- Born: Rumi Otani January 15, 1949 (age 77) Setagaya, Tokyo, Japan
- Occupations: Actress Film director Screenwriter
- Years active: 1965 –
- Partner: Akitaka Kimata

= Rumi Tama =

Japanese director, actress, and screenwriter

Rumi Tama (珠瑠美, Tama Rumi) (also, 珠るみ, 珠ルミ) aka Rumi Kimata (木俣瑠美, Kimata Rumi) is a Japanese film director, actress, and screenwriter, known for her work in the pink film genre. After making her acting debut in 1965, she appeared in independent pink films throughout the rest of the decade, often for director Akitaka Kimata, whom she would later marry, and his son Seiji Izumi. Tama took a brief retirement in the early 1970s, then began appearing in films in Nikkatsu's Roman Porno series in 1975. She began directing in 1981, helming at least 80 films as of 2002.

==Life and career==

===Early life and career===
Rumi Tama was born Rumi Otani (小谷瑠美) on January 15, 1949, in Tokyo's Setagaya neighborhood. Her family had close ties to the film industry. Her father was a set designer at Daiei Film, and her uncle was the cinematographer Kimio Watanabe at the same studio. Tama's brother was employed at Toei as a lighting technician. Her sister also became a pink film actress, following Tama's entry into the field, appearing in Masao Adachi's Rebel Woman: Dream Hell (叛女・夢幻地獄). Using the stagename Michiko Tani (谷身知子, Tani Michiko), her career mostly involved acting in supporting roles in films with Tama.

Rumi Tama made her film debut as an actress in the 1965 Tokyo Eiga pink film release, Naked Girl Mountain Range (裸女山脈). She starred in many of these independent softcore theatrical films throughout the rest of the decade, appearing often in films by Akitaka Kimata (木俣堯喬) and his son Akiyoshi, who was born in 1946 and directed under the stagename Seiji Izumi (和泉聖治). These films were produced through Kimata's Pro Taka, and usually distributed by Million Film. Akitaka Kimata was born in 1915 and founded Pro Taka as a pink film production company in 1965. His first film in the genre, River of Flesh, was directed by his son, and included Tama in the cast. Tama would later marry Akitaka Kimata, becoming his third wife.

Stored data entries

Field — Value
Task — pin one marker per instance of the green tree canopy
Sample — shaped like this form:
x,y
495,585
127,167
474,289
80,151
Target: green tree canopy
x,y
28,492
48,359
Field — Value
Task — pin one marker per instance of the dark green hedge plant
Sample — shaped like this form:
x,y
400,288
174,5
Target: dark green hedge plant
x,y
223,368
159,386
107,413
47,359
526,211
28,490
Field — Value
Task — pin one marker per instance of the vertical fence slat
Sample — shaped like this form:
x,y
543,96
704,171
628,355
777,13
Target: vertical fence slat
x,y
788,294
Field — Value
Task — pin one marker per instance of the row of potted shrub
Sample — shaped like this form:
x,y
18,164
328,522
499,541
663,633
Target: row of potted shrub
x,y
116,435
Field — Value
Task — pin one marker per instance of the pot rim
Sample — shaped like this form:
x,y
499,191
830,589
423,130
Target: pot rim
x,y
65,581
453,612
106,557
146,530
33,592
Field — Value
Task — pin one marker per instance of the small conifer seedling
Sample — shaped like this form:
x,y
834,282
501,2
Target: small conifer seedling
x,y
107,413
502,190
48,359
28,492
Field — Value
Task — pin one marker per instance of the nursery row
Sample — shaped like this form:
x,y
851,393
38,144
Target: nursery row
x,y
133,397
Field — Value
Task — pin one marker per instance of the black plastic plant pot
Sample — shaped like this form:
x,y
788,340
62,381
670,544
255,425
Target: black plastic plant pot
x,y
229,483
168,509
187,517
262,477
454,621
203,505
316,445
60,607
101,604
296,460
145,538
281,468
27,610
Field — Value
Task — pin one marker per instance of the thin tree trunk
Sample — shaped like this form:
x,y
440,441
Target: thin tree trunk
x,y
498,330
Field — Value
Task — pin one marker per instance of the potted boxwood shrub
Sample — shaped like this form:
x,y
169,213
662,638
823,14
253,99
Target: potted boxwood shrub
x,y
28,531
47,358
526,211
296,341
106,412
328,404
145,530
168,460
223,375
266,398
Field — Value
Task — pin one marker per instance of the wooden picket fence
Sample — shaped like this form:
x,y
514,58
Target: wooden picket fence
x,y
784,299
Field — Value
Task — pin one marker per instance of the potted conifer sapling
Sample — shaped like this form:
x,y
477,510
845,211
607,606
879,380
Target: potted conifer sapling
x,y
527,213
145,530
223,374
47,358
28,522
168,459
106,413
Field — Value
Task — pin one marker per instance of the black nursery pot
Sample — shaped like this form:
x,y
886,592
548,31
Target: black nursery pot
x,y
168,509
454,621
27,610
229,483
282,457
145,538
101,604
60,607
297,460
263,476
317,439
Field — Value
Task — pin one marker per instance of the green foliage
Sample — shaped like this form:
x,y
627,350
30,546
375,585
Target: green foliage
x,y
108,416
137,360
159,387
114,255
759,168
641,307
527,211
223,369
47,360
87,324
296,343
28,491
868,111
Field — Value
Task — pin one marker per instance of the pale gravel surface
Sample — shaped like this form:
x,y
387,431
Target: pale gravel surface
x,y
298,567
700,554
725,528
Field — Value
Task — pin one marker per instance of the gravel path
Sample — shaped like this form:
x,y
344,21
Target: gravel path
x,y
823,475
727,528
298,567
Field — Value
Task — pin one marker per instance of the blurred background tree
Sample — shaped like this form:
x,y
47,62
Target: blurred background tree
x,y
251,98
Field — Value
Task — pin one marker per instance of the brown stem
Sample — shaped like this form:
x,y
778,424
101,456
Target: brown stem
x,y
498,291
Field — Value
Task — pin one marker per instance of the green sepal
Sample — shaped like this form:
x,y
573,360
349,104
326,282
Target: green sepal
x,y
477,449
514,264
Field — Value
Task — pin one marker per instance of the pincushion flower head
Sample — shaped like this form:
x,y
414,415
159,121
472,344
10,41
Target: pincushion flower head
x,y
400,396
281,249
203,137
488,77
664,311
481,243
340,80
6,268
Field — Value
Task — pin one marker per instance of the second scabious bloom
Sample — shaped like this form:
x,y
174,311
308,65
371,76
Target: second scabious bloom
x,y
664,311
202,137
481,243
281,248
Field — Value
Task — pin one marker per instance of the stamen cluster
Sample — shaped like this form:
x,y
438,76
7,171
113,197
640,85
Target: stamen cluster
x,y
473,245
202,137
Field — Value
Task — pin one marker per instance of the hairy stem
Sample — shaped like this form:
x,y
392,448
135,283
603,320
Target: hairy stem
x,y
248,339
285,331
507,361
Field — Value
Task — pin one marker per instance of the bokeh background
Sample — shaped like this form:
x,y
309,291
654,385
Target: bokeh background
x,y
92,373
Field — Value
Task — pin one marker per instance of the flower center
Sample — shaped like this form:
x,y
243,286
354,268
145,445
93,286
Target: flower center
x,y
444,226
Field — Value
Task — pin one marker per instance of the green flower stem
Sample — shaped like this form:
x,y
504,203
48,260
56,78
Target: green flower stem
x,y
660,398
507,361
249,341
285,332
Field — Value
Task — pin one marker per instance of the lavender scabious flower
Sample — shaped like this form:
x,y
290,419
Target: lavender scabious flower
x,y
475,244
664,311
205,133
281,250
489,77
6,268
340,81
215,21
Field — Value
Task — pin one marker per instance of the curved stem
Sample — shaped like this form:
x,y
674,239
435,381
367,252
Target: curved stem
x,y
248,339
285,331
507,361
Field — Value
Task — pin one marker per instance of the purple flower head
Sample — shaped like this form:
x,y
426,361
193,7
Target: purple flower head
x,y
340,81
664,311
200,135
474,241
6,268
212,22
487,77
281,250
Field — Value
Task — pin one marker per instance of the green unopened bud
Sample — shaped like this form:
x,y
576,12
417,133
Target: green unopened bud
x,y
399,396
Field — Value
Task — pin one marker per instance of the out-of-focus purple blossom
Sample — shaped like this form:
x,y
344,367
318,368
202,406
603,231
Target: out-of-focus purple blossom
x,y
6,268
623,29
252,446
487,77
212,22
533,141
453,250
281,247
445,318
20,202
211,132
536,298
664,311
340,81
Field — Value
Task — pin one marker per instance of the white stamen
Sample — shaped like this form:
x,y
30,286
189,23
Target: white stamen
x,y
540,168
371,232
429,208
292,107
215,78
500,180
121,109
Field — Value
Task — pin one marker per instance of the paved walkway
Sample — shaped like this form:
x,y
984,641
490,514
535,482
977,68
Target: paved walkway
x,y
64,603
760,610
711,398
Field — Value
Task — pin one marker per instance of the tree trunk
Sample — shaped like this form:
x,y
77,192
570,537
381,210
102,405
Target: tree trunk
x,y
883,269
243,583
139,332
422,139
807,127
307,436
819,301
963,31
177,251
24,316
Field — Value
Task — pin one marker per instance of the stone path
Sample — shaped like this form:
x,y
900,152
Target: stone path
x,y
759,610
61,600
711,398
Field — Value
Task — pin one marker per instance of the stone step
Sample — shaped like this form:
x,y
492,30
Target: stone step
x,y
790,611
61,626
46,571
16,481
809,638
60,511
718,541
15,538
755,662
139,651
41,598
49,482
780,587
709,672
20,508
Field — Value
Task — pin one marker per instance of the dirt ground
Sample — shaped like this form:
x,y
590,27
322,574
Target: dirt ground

> [DIRECTIVE A]: Identify every line of the rows that contains the word "second", and reproduce each one in full. Case counts.
> [DIRECTIVE B]: Pick up the biography of Rumi Tama from where it stops and continue it.

> [ANSWER A]:
Task — pin one marker per instance of the second scabious bloom
Target: second scabious bloom

> [ANSWER B]:
Typical of the films Tama made with her future husband was Pervert (Koshokuma, 1968), in which she was cast as one of the victims of a college professor who enjoys capturing women for torture. Tama received attention particularly for her role in Shin'ya Yamamoto (director)'s Both Sides of Prostitution (売春うら表). She retired from the film industry for a time in the early 1970s to devote time to her family.

=== Acting at Nikkatsu ===
Rumi Tama came out of retirement to act for the major film studio Nikkatsu in 1975, and appeared in their Roman Porno films for the next six years. In order to offset the loss of many filmmakers who had left when the studio changed its production to almost solely its Roman Porno series in 1971, Nikkatsu recruited performers from the pink film world. An admirer of Tama, Nikkatsu director Shogorō Nishimura was instrumental in the studio's decision to hire the actress to star in their Apartment Wife series.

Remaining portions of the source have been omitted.